Data items:
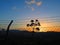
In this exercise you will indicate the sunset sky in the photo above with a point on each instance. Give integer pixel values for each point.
(22, 11)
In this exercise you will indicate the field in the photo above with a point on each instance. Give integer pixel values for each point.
(16, 37)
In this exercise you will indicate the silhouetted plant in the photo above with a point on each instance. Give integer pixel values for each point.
(8, 28)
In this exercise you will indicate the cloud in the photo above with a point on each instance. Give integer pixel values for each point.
(14, 7)
(31, 3)
(38, 3)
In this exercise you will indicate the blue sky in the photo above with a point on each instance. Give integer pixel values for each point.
(24, 10)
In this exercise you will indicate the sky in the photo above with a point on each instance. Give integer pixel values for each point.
(22, 11)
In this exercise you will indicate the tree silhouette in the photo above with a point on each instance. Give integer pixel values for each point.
(34, 24)
(8, 29)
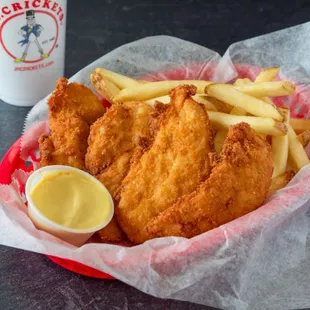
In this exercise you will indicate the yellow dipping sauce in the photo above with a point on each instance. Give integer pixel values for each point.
(72, 199)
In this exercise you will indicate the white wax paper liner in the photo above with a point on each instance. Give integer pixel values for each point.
(233, 266)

> [Stated problem]: In the records above, locate the line containing "In this exercise you will indicate the sky", then copy exactly that line and every line after it through the end, omitting pictures.

> [Result below]:
In this exercise you will indicate the sky in the photo above with a point on each instance. Give integer pixel values for each point.
(22, 11)
In this exercise you will indicate the tree silhouette in the photo above with a point on each instance. Give integer pixel values for each point.
(34, 24)
(8, 29)
In this exercise you will indicate the yellow dipping sauce in the photo above with a point on each instance. Give integer pixel values for each point.
(72, 199)
In this exercise you will indicate the white wax paper liner in the photo above with a point on each instance. Give integer pixel values for each point.
(233, 266)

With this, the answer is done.